Objective 1> List the optimization techniques that the passage on speech decoding names in its bulleted lines.

Document segment>
=-=-=

• Batching of prediction network evaluations. First, we ﬁnd y's in the beam that are not in the prediction cache. Second, we make a single call to the Prediction function with the entire batch. Lastly, we add the (y, gu) pairs to the cache.
• Batching of joint network evaluations. We group the (ht, gu) pairs for all hypotheses within the beam into a single batch and make a single joint network and softmax function call.
• Word preﬁx trees. Instead of iterating over all possible output symbols, we restrict the hypothesis expansion only to successor BPE units from a given node in the preﬁx tree.

The effect of these optimization techniques on the overall real-time factor (RTF) is shown in Table 2 for both time and alignment-length synchronous decoding for the same CallHome WER of 10.9%. The timing runs are measured on a 28-core Intel Xeon 2.3GHz processor.

=-=-=

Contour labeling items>

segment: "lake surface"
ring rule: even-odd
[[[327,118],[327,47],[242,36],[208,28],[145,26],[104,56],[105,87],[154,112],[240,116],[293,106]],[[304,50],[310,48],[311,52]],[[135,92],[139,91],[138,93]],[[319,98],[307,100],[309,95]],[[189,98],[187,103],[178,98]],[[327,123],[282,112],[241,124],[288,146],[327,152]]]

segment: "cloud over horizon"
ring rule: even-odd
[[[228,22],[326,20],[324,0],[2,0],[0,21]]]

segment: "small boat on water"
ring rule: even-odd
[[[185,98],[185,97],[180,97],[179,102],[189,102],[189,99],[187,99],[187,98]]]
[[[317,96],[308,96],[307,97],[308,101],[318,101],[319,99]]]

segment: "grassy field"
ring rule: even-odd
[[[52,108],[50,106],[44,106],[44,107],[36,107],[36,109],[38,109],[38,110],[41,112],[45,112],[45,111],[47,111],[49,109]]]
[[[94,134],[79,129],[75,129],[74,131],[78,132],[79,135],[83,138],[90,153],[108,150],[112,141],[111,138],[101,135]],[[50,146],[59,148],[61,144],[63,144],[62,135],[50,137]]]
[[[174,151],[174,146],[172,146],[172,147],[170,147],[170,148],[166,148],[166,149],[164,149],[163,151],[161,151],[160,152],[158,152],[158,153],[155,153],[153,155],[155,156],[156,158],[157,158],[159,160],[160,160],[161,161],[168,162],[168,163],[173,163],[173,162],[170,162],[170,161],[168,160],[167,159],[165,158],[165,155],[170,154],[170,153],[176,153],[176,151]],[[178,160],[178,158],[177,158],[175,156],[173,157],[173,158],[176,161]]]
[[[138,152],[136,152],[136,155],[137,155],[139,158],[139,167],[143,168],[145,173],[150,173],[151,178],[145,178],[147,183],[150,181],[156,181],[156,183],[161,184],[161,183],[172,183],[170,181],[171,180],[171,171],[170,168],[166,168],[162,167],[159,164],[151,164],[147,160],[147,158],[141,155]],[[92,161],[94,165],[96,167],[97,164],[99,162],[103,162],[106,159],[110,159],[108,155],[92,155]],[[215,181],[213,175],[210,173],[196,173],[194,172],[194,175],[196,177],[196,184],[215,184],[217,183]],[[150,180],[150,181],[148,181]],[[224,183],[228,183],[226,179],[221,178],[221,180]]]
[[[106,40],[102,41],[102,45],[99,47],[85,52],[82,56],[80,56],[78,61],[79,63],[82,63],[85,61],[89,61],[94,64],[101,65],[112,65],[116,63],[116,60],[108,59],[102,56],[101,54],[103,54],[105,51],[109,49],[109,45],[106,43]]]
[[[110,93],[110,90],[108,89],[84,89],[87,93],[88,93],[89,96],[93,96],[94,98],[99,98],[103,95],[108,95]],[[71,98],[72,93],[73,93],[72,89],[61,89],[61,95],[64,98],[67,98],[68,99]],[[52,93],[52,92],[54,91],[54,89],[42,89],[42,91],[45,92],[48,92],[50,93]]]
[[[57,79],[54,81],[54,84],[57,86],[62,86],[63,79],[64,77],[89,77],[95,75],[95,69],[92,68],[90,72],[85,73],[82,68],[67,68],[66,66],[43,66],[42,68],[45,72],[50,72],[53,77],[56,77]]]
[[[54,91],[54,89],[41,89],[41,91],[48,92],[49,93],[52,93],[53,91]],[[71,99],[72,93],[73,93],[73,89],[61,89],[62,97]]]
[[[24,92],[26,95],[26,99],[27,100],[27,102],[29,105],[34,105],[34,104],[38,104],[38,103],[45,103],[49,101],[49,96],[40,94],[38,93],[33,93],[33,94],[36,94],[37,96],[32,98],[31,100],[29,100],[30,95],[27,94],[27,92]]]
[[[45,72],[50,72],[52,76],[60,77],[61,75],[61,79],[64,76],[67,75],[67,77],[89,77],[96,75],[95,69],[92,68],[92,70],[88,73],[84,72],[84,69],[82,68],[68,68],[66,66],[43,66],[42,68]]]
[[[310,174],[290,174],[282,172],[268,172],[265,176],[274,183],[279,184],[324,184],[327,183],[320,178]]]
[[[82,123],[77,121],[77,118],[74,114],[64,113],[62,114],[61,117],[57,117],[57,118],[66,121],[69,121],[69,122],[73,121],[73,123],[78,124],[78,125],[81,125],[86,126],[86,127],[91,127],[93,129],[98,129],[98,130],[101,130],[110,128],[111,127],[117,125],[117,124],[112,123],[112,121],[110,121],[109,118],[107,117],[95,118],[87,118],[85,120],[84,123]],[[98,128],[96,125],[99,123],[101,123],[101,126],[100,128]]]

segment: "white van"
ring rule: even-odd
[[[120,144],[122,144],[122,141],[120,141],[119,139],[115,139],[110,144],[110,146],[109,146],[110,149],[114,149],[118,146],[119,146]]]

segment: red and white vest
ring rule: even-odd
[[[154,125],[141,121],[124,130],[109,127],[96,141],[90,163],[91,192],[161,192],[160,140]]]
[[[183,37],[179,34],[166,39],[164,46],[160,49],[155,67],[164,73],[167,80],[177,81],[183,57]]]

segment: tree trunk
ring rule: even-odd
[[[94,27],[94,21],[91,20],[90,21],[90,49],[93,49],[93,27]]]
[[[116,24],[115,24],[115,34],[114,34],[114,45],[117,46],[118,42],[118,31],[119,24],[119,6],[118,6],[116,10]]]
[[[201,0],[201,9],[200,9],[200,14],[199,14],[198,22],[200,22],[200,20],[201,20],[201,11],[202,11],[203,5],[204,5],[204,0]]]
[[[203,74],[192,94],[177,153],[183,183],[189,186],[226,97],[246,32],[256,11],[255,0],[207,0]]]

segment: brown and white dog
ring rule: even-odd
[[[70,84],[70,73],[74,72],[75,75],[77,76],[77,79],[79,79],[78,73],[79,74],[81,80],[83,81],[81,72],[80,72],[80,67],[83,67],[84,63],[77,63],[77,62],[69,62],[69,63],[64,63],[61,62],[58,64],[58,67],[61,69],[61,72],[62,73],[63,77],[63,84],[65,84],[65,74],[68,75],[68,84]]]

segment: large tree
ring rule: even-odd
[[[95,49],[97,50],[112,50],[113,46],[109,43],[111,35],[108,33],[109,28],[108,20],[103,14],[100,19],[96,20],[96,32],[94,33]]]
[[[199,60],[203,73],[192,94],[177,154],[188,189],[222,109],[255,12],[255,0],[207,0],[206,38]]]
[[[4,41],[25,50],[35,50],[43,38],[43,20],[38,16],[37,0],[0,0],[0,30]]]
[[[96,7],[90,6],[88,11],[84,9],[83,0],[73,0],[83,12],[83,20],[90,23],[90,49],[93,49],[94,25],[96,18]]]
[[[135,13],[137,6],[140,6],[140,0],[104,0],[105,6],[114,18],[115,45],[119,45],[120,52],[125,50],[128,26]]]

=-=-=

Objective 2> Reproduce the stretch of the records from their start through the line containing "[[[228,22],[326,20],[324,0],[2,0],[0,21]]]".

Correct result 1>
- Batching of prediction network evaluations
- Batching of joint network evaluations
- Word prefix trees

Correct result 2>
segment: "lake surface"
ring rule: even-odd
[[[327,118],[327,47],[242,36],[208,28],[145,26],[104,56],[105,87],[154,112],[240,116],[293,106]],[[304,50],[310,48],[311,52]],[[135,92],[139,91],[138,93]],[[319,98],[307,100],[309,95]],[[189,98],[187,103],[178,98]],[[327,123],[282,112],[241,124],[288,146],[327,152]]]

segment: "cloud over horizon"
ring rule: even-odd
[[[228,22],[326,20],[324,0],[2,0],[0,21]]]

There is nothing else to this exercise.